■ **Materials provided**
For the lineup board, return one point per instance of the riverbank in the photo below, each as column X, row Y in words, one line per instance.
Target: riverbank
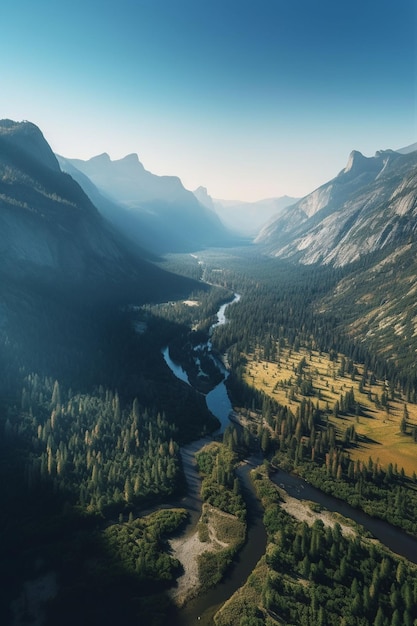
column 206, row 537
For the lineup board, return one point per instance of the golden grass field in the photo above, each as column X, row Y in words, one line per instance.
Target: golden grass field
column 381, row 428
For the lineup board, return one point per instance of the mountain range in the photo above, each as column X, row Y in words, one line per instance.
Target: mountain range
column 156, row 212
column 102, row 223
column 52, row 234
column 370, row 205
column 245, row 217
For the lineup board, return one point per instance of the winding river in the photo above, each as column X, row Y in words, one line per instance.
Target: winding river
column 202, row 609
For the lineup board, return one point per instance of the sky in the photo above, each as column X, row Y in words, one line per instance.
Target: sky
column 249, row 98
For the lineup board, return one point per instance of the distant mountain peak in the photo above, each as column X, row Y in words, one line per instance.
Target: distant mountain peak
column 356, row 160
column 131, row 158
column 26, row 137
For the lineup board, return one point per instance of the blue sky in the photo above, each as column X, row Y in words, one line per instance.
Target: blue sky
column 251, row 99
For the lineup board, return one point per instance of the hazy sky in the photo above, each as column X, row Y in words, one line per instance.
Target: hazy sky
column 249, row 98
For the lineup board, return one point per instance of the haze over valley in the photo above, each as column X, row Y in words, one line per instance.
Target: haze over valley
column 208, row 319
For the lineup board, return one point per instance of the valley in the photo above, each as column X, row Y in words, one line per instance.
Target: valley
column 376, row 414
column 308, row 374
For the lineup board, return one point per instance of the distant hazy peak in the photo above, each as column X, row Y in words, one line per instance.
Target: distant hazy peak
column 356, row 160
column 28, row 138
column 408, row 149
column 202, row 196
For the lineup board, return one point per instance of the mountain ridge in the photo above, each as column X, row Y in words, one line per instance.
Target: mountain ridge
column 156, row 212
column 356, row 213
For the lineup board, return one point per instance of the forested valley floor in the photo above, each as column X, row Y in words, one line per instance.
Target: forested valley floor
column 92, row 421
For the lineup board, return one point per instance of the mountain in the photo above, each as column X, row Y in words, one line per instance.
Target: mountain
column 66, row 273
column 408, row 149
column 49, row 226
column 370, row 205
column 245, row 217
column 156, row 212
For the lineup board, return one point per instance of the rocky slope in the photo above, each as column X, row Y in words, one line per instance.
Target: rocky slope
column 370, row 205
column 156, row 212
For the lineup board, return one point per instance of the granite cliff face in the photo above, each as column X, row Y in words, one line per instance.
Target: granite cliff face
column 370, row 204
column 51, row 233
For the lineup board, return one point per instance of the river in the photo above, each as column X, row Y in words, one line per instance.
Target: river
column 202, row 609
column 393, row 538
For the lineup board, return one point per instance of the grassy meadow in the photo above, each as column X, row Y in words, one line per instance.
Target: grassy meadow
column 378, row 426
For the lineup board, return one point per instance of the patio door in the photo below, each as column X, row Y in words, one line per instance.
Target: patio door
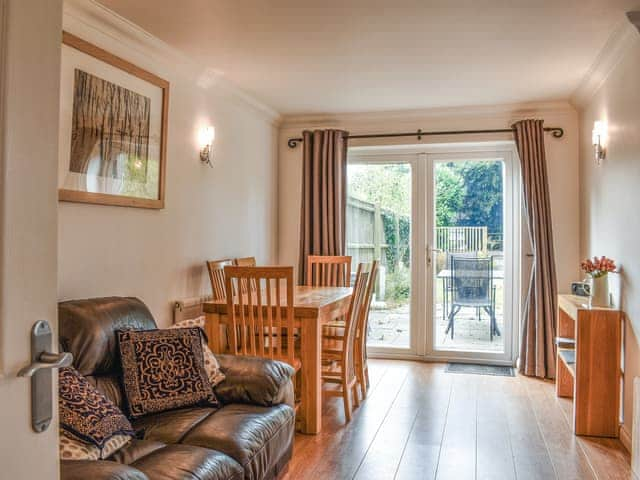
column 443, row 221
column 473, row 239
column 382, row 214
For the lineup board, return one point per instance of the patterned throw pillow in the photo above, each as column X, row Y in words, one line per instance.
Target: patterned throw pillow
column 86, row 414
column 72, row 449
column 163, row 370
column 211, row 364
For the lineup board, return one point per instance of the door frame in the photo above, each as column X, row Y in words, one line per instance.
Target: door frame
column 422, row 158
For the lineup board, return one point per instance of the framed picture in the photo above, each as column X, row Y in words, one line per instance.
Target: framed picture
column 113, row 129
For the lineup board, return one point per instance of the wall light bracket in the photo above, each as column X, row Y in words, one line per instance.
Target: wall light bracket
column 598, row 136
column 206, row 137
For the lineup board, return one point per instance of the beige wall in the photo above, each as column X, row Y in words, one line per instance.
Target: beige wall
column 610, row 193
column 562, row 158
column 226, row 211
column 29, row 86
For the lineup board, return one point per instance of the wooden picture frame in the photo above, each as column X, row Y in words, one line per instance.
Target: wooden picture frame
column 160, row 121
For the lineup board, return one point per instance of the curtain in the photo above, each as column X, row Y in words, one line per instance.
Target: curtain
column 537, row 350
column 324, row 196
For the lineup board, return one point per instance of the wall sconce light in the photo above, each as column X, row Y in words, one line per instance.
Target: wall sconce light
column 205, row 138
column 598, row 136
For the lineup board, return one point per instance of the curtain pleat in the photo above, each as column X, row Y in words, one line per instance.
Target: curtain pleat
column 324, row 196
column 537, row 350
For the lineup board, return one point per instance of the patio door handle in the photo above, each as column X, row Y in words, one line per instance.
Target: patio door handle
column 40, row 373
column 429, row 252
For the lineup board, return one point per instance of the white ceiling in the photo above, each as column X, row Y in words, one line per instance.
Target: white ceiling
column 348, row 55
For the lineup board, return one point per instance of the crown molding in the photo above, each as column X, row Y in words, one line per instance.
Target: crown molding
column 82, row 18
column 623, row 38
column 507, row 111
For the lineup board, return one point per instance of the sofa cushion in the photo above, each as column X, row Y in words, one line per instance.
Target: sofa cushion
column 73, row 449
column 163, row 370
column 135, row 450
column 98, row 470
column 256, row 437
column 86, row 414
column 87, row 330
column 211, row 364
column 185, row 462
column 255, row 381
column 171, row 426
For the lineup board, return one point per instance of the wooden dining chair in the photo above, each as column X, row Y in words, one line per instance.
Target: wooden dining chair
column 216, row 275
column 334, row 332
column 328, row 271
column 339, row 364
column 245, row 262
column 265, row 308
column 362, row 367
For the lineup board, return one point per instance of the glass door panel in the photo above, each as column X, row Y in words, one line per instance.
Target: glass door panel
column 379, row 227
column 468, row 259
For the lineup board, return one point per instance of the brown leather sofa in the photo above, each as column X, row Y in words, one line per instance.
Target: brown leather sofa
column 249, row 437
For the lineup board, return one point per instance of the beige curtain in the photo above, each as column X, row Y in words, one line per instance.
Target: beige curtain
column 324, row 196
column 537, row 350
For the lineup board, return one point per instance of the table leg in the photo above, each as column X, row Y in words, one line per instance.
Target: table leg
column 311, row 391
column 212, row 327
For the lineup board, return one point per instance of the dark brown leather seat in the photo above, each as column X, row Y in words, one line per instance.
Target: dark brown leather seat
column 249, row 437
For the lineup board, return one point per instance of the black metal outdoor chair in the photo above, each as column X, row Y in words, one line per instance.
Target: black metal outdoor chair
column 472, row 287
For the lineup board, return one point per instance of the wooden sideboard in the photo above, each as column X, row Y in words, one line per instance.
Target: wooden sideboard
column 589, row 364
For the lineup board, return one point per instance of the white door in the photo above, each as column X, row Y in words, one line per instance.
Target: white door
column 418, row 210
column 30, row 35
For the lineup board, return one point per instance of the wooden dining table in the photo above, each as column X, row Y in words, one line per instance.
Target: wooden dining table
column 312, row 307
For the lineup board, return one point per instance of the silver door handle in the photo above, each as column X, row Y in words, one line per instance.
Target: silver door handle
column 47, row 360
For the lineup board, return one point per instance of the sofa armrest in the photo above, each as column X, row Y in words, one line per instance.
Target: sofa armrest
column 255, row 381
column 98, row 470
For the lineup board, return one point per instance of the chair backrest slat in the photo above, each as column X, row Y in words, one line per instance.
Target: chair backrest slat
column 216, row 275
column 328, row 271
column 363, row 320
column 353, row 318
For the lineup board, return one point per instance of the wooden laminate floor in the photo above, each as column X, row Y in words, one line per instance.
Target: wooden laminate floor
column 419, row 422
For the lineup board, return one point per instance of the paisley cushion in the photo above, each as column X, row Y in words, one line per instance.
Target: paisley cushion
column 85, row 413
column 211, row 364
column 164, row 369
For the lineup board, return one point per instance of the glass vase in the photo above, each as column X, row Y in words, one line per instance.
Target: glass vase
column 600, row 291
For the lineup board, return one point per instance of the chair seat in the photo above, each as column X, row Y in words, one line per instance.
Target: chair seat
column 297, row 363
column 334, row 324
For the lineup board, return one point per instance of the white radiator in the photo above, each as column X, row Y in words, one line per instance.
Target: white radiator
column 188, row 308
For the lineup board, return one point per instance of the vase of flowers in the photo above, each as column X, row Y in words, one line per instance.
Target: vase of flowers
column 598, row 269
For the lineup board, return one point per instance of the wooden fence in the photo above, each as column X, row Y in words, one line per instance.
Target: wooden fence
column 366, row 239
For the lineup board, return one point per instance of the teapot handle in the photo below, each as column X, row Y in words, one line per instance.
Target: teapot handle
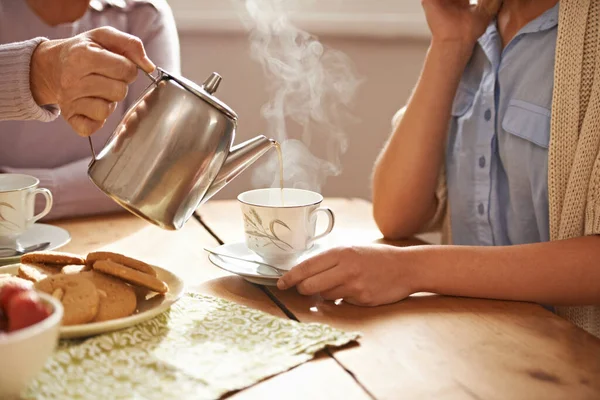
column 154, row 81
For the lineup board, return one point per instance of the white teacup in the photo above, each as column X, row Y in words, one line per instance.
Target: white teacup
column 17, row 203
column 280, row 230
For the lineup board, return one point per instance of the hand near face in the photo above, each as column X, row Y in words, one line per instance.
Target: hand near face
column 87, row 75
column 369, row 275
column 458, row 20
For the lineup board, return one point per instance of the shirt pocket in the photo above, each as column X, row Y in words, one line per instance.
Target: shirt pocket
column 463, row 100
column 528, row 121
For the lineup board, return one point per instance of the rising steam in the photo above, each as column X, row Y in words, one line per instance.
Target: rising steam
column 310, row 87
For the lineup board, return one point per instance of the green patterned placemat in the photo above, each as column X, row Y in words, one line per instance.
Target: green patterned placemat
column 202, row 348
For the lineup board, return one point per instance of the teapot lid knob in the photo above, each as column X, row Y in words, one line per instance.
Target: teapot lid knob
column 211, row 84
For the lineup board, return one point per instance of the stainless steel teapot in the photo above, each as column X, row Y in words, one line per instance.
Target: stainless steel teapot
column 172, row 151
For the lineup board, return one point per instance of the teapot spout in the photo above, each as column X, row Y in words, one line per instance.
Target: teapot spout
column 240, row 157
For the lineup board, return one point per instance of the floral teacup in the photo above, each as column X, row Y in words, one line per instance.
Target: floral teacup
column 17, row 201
column 280, row 224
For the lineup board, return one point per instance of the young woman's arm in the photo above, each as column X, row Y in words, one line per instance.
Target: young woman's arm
column 406, row 172
column 563, row 272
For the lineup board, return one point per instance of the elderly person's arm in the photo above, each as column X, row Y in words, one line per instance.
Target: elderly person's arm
column 74, row 194
column 16, row 99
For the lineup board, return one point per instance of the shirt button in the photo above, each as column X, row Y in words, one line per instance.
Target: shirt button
column 487, row 115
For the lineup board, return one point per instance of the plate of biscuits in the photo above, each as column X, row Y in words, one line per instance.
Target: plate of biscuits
column 101, row 292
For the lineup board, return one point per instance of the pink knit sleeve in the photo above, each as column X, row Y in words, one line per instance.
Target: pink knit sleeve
column 74, row 193
column 16, row 100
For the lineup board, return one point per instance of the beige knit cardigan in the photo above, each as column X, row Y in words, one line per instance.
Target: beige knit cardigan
column 574, row 153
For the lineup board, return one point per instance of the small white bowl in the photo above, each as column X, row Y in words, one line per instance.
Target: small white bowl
column 23, row 353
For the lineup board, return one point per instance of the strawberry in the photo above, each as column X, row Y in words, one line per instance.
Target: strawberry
column 25, row 309
column 8, row 290
column 3, row 322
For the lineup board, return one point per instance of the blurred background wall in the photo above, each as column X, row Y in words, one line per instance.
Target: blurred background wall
column 386, row 41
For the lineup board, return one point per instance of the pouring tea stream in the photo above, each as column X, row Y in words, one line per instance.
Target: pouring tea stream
column 173, row 150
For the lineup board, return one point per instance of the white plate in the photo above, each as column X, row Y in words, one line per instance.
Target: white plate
column 254, row 273
column 149, row 305
column 40, row 233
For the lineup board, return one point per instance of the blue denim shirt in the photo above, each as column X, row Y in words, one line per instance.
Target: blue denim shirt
column 497, row 153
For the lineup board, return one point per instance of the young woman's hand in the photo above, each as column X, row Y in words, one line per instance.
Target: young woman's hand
column 369, row 275
column 458, row 21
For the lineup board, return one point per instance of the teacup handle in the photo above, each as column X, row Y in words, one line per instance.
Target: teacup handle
column 330, row 217
column 48, row 195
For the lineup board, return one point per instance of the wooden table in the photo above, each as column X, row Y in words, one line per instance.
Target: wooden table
column 425, row 347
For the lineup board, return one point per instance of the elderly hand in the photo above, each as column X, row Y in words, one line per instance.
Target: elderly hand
column 87, row 75
column 369, row 275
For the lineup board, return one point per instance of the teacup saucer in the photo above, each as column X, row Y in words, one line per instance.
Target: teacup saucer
column 39, row 233
column 254, row 273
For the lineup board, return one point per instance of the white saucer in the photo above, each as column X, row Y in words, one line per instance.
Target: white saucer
column 149, row 305
column 251, row 272
column 40, row 233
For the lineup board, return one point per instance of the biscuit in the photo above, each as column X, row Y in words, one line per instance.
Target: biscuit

■ **Exercise task**
Copy the lines of the records above exactly, starting at the line that contains "of the paisley" and ending at the line that contains "column 280, row 230". Leave the pictures out of your answer.

■ **Solution for this problem**
For the lineup board, return one point per instance of the paisley cushion in the photo above, each as column X, row Y in words, one line per instance.
Target: paisley cushion
column 85, row 413
column 211, row 364
column 164, row 369
For the lineup board, return one point per instance of the glass vase in the photo above, each as column X, row Y in words, one line per instance.
Target: glass vase
column 600, row 291
For the lineup board, return one point per instance of the chair seat in the photo above, each as column X, row Y in words, one line per instance.
Target: chair seat
column 297, row 363
column 334, row 324
For the lineup board, return one point per instance of the white radiator in the photo above, each as column X, row Y in words, one line per instance.
Target: white radiator
column 188, row 308
For the lineup board, return one point per instance of the vase of flowers in the photo above, each as column X, row Y in words, one line per instance.
Target: vase of flowers
column 598, row 269
For the lineup board, return one point per instance of the wooden fence in the photo above, each as column X, row Y in words, one line per instance.
Target: wooden fence
column 366, row 239
For the lineup board, return one point per instance of the teapot handle in the photo below, each as column X, row Y in words, one line per instance.
Target: teapot handle
column 154, row 81
For the lineup board, return one point per instance of the white teacup in the photo above, each as column X, row Y in words, one line per instance.
Target: white teacup
column 17, row 203
column 280, row 230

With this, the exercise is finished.